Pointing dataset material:
START
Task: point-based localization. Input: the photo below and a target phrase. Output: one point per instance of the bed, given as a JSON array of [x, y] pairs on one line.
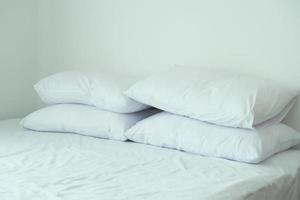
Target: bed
[[54, 166]]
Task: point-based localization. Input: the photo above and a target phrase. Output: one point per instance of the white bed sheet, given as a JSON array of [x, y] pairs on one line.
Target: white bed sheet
[[55, 166]]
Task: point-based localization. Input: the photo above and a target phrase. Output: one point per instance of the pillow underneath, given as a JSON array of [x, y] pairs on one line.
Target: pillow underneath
[[178, 132], [82, 119]]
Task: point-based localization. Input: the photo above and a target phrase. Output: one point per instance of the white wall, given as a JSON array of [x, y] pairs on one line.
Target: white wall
[[143, 36], [17, 57]]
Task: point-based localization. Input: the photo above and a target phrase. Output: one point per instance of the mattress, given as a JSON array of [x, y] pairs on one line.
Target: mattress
[[55, 166]]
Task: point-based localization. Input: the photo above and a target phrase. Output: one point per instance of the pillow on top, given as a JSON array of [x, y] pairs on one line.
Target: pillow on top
[[84, 120], [190, 135], [213, 96], [102, 90]]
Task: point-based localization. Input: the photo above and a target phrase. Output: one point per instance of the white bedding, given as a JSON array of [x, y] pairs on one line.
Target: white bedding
[[52, 166]]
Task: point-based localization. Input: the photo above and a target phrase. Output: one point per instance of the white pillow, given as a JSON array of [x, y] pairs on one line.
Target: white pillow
[[103, 90], [213, 96], [82, 119], [190, 135]]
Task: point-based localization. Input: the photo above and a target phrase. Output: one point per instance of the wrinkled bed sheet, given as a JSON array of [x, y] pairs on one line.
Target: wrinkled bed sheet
[[55, 166]]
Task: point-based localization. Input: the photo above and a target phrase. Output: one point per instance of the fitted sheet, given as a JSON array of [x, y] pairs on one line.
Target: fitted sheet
[[54, 166]]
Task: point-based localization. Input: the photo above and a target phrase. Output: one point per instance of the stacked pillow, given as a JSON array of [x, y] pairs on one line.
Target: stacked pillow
[[215, 113], [206, 112], [88, 104]]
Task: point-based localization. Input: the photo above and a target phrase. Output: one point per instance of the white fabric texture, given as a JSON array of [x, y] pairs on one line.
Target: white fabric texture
[[47, 166], [190, 135], [103, 90], [83, 119], [217, 97]]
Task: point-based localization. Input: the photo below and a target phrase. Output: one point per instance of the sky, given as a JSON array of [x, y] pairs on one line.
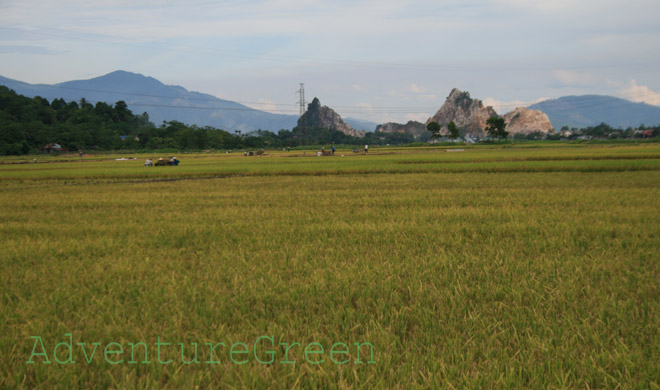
END
Task brief:
Can you render the stretch of the material from the line containing "of the wrinkled" through the end of the material as a Markdown table with the columns Item and Text, one numbered row per line, skipping blank lines and leaving the pictures out?

Exercise output:
| Item | Text |
|---|---|
| 1 | Task: point-based localization. Input: the photo above and a target phrase. Output: one point per instance of the wrinkled bed sheet, given as a JSON array of [x, y] pairs on one line. |
| 2 | Target: wrinkled bed sheet |
| 3 | [[55, 166]] |
| 4 | Task: point-based localization. Input: the photo above and a target phrase. Output: one point per instance of the fitted sheet, given as a JSON array of [x, y] pairs on one line. |
| 5 | Target: fitted sheet |
| 6 | [[54, 166]] |
| 7 | Task: point-based localization. Input: the photo above and a target phrase. Output: one point per instance of the stacked pillow, given as a JSON array of [x, y] pairs on one line. |
| 8 | Target: stacked pillow |
| 9 | [[215, 113], [206, 112], [88, 104]] |
| 10 | Task: point-based localization. Input: the photo above and a target phrase. Output: one point per instance of the white fabric texture, given as a JSON array of [x, y] pairs on one line. |
| 11 | Target: white fabric texture |
| 12 | [[47, 166], [190, 135], [103, 90], [83, 119], [217, 97]] |
| 13 | Task: point-based localization. Input: the photo below and a target phrase. Output: one point per instance of the sky, given as a JSON array of [x, y] pairs on one line. |